— START —

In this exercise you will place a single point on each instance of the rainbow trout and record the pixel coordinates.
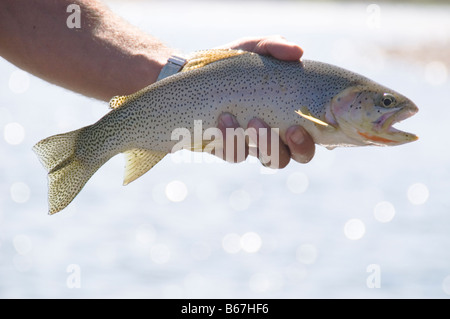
(337, 107)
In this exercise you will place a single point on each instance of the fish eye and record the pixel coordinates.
(388, 100)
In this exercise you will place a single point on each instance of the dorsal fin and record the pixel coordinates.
(117, 101)
(138, 162)
(201, 58)
(304, 112)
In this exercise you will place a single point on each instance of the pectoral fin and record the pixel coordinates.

— END —

Objective> Copy out all of the material above word for word, omitting the picture.

Written response>
In this exercise you will place a single point on each instance of the rainbow trout and record the pixel coordinates.
(337, 107)
In this exercise you will place a single point on each instance of the fish eye and record the pixel coordinates.
(388, 100)
In this exercise you will place a single point on each instance of the dorsal fin and record the pixel coordinates.
(117, 101)
(138, 162)
(201, 58)
(304, 112)
In this exercise you will place a single point on each instance of the pectoral fin and record the pixel coordinates.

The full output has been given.